DATA RECORDS
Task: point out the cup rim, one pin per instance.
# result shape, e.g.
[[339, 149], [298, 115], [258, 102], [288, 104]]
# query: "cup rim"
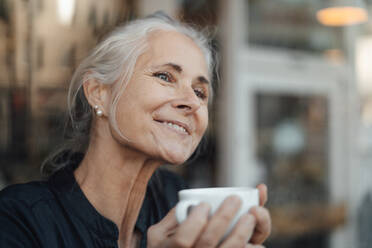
[[219, 190]]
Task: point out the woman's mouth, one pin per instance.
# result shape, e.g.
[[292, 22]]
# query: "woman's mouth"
[[177, 126]]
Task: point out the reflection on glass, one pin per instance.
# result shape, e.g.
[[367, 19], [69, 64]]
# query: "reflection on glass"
[[292, 144], [41, 43]]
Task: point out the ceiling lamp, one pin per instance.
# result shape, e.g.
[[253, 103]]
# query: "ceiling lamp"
[[342, 13]]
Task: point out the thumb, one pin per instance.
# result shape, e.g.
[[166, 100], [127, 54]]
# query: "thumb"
[[169, 222], [156, 234]]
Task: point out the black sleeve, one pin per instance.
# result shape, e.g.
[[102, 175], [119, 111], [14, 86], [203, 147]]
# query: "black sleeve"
[[16, 225]]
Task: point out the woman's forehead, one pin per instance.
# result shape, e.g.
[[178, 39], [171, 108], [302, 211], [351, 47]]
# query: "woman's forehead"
[[170, 47]]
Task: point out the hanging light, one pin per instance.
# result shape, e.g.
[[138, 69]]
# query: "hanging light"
[[342, 13]]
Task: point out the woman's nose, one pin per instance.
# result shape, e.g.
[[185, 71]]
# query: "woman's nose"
[[186, 101]]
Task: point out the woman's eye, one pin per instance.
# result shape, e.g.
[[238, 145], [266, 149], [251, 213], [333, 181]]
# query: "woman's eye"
[[163, 76], [200, 93]]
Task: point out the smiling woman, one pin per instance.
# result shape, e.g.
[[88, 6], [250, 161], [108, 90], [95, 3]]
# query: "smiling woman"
[[139, 100]]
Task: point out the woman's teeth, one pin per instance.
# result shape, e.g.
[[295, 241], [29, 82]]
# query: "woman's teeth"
[[175, 126]]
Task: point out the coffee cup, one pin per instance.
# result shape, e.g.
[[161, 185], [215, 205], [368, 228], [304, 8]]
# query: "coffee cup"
[[214, 197]]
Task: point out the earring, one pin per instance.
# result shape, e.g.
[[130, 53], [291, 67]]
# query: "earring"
[[98, 112]]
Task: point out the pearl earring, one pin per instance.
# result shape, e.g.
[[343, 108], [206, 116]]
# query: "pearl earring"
[[98, 112]]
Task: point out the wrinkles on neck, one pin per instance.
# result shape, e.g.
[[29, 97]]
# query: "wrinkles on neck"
[[115, 182]]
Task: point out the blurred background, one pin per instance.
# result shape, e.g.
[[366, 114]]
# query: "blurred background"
[[293, 108]]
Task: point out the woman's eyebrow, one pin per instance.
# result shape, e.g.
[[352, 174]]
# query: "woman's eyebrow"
[[203, 80], [178, 68], [174, 66]]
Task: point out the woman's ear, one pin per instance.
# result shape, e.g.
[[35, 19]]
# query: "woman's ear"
[[97, 94]]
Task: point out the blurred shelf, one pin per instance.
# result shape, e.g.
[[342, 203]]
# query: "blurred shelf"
[[296, 220]]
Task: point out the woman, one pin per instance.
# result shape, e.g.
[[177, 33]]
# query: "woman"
[[139, 100]]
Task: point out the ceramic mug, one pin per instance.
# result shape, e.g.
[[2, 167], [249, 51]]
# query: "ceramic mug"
[[214, 197]]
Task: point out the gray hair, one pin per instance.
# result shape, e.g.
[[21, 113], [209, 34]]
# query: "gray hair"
[[112, 63]]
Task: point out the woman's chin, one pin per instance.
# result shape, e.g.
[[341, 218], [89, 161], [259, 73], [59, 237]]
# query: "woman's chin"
[[176, 159]]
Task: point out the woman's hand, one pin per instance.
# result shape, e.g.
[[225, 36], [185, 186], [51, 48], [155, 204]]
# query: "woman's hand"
[[198, 230]]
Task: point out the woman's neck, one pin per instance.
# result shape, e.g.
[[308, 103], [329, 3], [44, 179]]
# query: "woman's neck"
[[114, 180]]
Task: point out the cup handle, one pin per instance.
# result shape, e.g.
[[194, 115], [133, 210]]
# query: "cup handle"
[[182, 209]]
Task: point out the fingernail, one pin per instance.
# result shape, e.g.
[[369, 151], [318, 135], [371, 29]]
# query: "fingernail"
[[204, 207], [234, 199]]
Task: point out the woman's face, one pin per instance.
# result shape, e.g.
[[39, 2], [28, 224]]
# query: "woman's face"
[[164, 109]]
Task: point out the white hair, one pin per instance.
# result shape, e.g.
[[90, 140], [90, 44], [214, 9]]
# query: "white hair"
[[112, 63]]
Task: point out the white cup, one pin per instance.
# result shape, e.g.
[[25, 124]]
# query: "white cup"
[[214, 197]]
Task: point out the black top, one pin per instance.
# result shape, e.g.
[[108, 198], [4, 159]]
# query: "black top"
[[56, 213]]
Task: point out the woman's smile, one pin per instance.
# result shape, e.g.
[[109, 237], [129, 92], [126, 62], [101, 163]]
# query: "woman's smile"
[[177, 126], [169, 88]]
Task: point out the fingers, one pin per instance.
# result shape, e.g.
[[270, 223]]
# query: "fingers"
[[219, 222], [188, 232], [164, 228], [263, 225], [262, 189], [241, 233]]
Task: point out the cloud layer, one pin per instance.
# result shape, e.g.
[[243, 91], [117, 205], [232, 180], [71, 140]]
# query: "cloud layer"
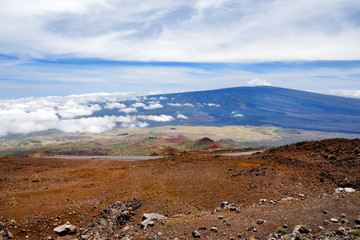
[[182, 30], [74, 113]]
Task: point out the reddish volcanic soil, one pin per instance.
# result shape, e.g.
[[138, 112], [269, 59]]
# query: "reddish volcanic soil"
[[42, 193]]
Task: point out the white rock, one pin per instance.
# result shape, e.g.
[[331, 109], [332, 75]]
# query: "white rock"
[[339, 190], [66, 229]]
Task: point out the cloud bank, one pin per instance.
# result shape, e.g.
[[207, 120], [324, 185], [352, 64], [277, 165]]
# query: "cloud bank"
[[182, 30]]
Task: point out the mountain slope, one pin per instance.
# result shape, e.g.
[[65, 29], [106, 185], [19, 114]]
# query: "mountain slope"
[[247, 106]]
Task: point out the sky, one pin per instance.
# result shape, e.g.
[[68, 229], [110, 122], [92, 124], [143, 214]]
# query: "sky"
[[60, 59], [61, 48]]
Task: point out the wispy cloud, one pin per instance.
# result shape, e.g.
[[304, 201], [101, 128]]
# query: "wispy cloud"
[[258, 82], [183, 30], [72, 113]]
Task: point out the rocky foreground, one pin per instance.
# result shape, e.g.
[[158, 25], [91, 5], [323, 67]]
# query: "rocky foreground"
[[308, 190]]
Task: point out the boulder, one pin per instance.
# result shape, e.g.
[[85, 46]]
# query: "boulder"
[[66, 229], [149, 219]]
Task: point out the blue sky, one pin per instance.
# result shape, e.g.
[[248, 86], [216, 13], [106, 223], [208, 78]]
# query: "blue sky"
[[50, 47]]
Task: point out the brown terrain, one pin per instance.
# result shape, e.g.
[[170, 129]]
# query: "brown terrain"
[[268, 194]]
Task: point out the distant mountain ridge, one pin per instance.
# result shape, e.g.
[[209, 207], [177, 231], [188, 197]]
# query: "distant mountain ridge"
[[256, 106]]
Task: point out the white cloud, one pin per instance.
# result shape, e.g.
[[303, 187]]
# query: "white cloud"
[[258, 82], [150, 106], [112, 105], [128, 110], [180, 105], [161, 118], [181, 116], [213, 105]]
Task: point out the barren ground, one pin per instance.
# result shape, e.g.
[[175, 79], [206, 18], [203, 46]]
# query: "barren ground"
[[42, 193]]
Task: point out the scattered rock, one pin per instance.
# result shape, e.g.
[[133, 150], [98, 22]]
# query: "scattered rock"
[[149, 219], [262, 201], [301, 229], [349, 190], [260, 221], [66, 229], [151, 237], [345, 221]]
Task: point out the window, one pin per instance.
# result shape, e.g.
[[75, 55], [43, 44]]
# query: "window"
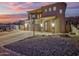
[[54, 8], [30, 16], [50, 9], [37, 16], [40, 15], [60, 11], [33, 16], [45, 10]]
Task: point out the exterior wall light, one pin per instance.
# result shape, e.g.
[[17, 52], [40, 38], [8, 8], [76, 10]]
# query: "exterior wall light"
[[41, 25], [25, 24], [53, 24]]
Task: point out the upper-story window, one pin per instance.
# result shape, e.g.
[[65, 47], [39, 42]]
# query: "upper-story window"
[[33, 16], [60, 11], [50, 9], [45, 10], [40, 15], [30, 16], [54, 8]]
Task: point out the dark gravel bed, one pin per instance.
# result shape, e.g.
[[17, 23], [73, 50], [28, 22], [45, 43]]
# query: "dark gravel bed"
[[46, 46]]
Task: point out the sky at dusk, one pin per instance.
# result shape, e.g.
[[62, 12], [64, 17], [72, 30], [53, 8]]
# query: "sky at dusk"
[[14, 11]]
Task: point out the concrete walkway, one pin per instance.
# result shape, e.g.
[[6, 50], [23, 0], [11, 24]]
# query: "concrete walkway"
[[13, 37]]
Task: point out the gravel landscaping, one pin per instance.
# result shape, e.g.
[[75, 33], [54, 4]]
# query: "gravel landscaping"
[[46, 46]]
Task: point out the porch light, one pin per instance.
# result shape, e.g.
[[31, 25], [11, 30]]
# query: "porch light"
[[53, 24]]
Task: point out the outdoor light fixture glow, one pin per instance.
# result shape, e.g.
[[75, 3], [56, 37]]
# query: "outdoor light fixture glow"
[[25, 24], [52, 24], [41, 25]]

YOUR OBJECTIVE
Look above for the line with "Task: point out the mountain" and the line with "[[303, 187]]"; transcribe both and all lines in between, exactly, and nothing else.

EXPECTED ANSWER
Task: point out the mountain slope, one pin per instance.
# result shape, e.g.
[[65, 29], [106, 185], [19, 114]]
# query: "mountain slope"
[[247, 106]]
Task: point out the sky, one pin per instance.
# result shape, e.g.
[[68, 229], [110, 122], [92, 124], [143, 214]]
# query: "sky"
[[60, 59], [61, 48]]
Task: point out the wispy cloud, one pin per instance.
# result shape, e.g.
[[304, 201], [101, 128]]
# query: "wispy cloud"
[[258, 82], [183, 30], [72, 113]]
Task: point out the rocky foreground, one pin per instance.
# result shape, e.g.
[[158, 25], [91, 5], [323, 67]]
# query: "rocky foreground"
[[308, 190]]
Task: point out the boulder, one pin per instance.
# result shape, e.g.
[[85, 46]]
# query: "boulder"
[[66, 229], [149, 219]]
Task: point out the blue sky, one pin per instance.
# result shape, e.g.
[[248, 86], [216, 13], [106, 223], [208, 78]]
# query: "blue sky"
[[50, 47]]
Task: point out the brown terrain, one pin per instance.
# result shape, e.g.
[[170, 129]]
# query: "brown terrain"
[[268, 194]]
Task: point out the distant mountain ridge, one pin per instance.
# result shape, e.g.
[[209, 207], [177, 231], [188, 197]]
# query: "distant mountain ridge"
[[256, 106]]
Task: point out the white cloud, one pin per instance.
# result shape, e.g.
[[303, 187]]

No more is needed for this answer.